Pick up the Togra feature guide after its final sentence and extend it with another section in the same style.
— Begin Extract provided —
It also carries the Slate conversion panel: in-development → green-lit → produced → shelved, with your green-light rate, green-lights by year, reversal rate, and median time in development. These are built on the green-light records; historical green-lights are inferred from stage history so the metrics are meaningful immediately (inferred events are flagged as estimates, distinct from decisions made through the gate). This is the slate's ROI view — how much development actually converts.

#### Idea backlog (ideas.php)
The pre-project queue — capture an idea with a format (Feature · TV drama · TV doc · Short · Animation · Commercial · Other), genre, source, and status (Parked · Pursuing · Promoted to project · Dropped). When an idea is ready for real work, promote it: Togra creates a project from it (in development stage) and marks the idea promoted, keeping the backlog as a record.


Outreach group

#### Submissions pipeline (submissions.php)
A cross-project dashboard of every festival and market submission and where it stands — bucketed by status (planned · submitted · shortlisted · selected · declined · withdrawn), with each title's deadline, submitted/decision dates and fee, plus an "open submissions with deadlines ahead" nudge. Filter to festivals or markets. You log and edit submissions in context (from Festivals or the Market Planner); this is the slate-wide rollup. (Replaces the old per-project readiness checklist, which the green-light Readiness gate now covers.)

#### Market Planner (markets.php)
The markets you attend to pitch and sell (Berlin / EFM · Cannes / Marché · TIFF · AFM · Series Mania …) — now relational, part of the shared festivals & markets catalog. Each market tracks its registration deadline, the projects you're taking (with a pitch lifecycle: planned → pitched → in discussion → deal/passed), and a pitch-meeting log (who you're meeting, when, the outcome and the next step) with follow-up nudges. A market-deadline alert fires in your inbox as a registration deadline approaches. Global markets are curated by your admin via the festival catalog.

#### Buyers (buyers.php)
The sell-side roster — distributors, sales agents, streamers, broadcasters, financiers and studios. Each buyer carries a kind (Broadcaster · Streamer / VOD · Sales agent · Distributor · Financier / equity · Studio · Other), website, country and notes; each has contacts (name, role, email, phone, last-contacted date). This roster powers the picker on Pitches, and a buyer's recent pitch history is visible from their card.
— End Extract provided —
— Begin Entries —
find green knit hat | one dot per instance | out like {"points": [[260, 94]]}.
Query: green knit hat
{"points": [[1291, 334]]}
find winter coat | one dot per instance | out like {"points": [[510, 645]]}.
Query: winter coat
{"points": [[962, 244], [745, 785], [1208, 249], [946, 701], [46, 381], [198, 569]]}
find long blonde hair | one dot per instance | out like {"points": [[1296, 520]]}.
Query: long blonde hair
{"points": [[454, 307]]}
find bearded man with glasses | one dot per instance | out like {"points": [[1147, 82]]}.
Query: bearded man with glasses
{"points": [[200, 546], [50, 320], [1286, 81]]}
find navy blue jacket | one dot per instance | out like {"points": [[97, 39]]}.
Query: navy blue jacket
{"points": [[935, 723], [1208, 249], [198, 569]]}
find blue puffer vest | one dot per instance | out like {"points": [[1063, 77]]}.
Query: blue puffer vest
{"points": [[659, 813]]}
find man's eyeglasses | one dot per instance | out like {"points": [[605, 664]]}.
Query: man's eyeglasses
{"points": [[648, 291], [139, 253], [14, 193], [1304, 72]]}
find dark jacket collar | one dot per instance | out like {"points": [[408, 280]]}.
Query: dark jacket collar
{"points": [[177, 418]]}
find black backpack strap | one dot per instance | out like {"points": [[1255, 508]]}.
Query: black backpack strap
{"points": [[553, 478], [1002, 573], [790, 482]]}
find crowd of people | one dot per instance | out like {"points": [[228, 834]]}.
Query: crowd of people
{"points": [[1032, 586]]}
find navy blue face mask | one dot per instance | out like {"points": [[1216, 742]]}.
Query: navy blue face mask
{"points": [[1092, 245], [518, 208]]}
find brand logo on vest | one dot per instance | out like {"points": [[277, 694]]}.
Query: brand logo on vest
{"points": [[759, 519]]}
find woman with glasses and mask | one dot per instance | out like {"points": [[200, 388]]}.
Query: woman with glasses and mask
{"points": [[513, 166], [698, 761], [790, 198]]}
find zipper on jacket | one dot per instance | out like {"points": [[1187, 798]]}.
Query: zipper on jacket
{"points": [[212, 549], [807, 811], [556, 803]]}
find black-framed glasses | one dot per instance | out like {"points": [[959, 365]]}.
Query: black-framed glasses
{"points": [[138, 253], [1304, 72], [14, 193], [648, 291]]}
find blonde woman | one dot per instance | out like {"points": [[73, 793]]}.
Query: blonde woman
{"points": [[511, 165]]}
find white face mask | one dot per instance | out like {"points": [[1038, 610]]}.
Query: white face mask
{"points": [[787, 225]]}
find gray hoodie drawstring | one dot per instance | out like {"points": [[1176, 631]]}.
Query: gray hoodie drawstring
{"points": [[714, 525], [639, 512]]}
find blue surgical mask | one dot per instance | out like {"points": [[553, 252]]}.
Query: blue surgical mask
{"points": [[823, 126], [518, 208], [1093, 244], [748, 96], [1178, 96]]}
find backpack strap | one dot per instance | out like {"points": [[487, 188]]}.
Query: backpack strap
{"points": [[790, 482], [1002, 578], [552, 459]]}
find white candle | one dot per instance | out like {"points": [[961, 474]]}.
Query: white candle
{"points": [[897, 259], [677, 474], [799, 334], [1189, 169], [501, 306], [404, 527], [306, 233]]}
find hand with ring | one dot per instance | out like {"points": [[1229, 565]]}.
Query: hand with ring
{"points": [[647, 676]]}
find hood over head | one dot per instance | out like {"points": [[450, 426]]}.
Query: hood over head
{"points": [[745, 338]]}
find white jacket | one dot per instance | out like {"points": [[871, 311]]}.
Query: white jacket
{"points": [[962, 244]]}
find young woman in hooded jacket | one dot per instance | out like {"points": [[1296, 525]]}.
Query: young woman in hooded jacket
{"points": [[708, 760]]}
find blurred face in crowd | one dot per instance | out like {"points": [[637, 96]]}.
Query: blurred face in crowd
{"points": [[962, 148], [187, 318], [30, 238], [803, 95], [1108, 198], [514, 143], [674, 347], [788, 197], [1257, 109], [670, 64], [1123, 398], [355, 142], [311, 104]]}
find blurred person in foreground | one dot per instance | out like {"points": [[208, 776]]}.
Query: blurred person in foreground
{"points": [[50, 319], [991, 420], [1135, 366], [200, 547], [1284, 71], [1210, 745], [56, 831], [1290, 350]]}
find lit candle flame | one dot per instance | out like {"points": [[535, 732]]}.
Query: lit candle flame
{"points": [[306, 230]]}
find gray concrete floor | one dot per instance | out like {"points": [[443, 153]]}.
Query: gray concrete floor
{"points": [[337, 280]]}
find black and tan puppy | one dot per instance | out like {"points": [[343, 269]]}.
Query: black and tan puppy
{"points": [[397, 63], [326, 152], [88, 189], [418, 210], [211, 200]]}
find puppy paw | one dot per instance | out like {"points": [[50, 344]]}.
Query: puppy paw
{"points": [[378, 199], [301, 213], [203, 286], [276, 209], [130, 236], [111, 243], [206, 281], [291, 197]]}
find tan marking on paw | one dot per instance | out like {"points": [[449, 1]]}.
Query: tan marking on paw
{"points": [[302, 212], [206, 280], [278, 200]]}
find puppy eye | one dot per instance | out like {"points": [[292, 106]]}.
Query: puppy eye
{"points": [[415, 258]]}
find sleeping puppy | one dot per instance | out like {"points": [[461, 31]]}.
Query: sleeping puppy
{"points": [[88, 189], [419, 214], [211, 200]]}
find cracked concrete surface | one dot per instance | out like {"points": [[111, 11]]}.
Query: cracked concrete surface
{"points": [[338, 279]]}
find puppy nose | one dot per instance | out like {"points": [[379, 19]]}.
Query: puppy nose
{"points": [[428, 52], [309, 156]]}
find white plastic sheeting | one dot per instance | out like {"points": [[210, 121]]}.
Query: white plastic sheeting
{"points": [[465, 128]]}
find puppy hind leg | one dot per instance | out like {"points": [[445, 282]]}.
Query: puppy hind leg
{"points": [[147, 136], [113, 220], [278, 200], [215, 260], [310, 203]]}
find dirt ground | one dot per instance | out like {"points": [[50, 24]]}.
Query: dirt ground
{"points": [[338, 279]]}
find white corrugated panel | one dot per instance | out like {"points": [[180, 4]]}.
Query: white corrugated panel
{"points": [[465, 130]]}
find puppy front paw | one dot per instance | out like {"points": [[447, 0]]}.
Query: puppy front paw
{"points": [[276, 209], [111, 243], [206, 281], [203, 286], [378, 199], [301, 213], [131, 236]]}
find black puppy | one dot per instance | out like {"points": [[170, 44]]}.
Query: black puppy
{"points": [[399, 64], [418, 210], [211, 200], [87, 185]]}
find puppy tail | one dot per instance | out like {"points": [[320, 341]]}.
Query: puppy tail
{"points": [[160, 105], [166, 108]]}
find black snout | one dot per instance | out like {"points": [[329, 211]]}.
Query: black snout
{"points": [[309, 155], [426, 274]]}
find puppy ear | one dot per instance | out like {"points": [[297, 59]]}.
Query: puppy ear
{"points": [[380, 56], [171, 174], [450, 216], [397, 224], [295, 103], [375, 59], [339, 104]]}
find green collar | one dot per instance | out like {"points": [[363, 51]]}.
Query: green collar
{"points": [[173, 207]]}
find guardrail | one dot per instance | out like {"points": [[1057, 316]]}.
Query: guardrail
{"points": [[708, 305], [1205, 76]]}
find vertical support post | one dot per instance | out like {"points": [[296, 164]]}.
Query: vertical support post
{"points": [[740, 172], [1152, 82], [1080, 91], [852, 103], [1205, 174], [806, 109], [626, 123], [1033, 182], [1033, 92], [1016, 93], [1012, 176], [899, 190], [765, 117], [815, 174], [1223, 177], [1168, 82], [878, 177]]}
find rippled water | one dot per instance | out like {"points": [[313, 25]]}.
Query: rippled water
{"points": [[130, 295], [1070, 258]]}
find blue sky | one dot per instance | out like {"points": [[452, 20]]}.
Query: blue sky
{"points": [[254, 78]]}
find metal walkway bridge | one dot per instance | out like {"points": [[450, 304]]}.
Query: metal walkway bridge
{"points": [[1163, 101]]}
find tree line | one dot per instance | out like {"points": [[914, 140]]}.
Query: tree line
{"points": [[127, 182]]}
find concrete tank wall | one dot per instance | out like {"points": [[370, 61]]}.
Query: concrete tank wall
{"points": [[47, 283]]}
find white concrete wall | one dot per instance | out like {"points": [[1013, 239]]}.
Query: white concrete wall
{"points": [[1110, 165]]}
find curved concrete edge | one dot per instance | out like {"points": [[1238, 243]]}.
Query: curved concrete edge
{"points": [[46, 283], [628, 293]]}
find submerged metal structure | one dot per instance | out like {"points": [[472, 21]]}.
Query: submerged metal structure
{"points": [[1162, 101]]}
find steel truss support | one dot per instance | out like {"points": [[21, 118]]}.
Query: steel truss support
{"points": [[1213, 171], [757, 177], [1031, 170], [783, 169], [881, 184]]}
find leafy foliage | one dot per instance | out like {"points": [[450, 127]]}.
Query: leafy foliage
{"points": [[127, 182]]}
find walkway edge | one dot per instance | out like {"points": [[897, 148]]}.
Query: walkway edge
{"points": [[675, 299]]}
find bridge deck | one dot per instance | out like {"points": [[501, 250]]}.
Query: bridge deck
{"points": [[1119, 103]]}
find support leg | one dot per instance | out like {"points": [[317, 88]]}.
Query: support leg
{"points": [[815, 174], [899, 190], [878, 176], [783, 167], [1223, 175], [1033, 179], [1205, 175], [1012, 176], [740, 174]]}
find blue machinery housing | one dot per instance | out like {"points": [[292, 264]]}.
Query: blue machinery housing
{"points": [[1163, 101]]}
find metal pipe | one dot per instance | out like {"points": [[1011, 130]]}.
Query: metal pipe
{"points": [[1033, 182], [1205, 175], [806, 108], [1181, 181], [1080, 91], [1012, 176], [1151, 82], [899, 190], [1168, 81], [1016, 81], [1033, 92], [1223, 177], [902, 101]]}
— End Entries —
Response »
#### Agents & writers (agents.php)
The talent-side relationship CRM — the development team's memory of who you deal with and what you owe them next. (Distinct from Buyers, which is sell-side.)

  • The roster: agencies (Talent agency · Literary agency · Management company · Production company · Other) and the people around them — agents, writers, directors, execs — filed under an agency or kept as freelance, each with role, email, phone, last-contacted date and notes.
  • The interaction log (the memory): against any contact you log a submission / call / meeting / email / offer, with a direction (you sent / you received), a date, an optional project, a summary, an outcome (Pending · Positive · Passed · No response · Actioned), and a next step + next-step date. A pending follow-up with a due date raises an agent-follow-up nudge in your inbox.
  • Footprint: each contact card shows Represents on the slate (talent attachments where this contact or their agency is the recorded rep — set via the Packaging rep picker, so an agent's client list is exact) and Attached on the slate (projects where this name is in the talent register).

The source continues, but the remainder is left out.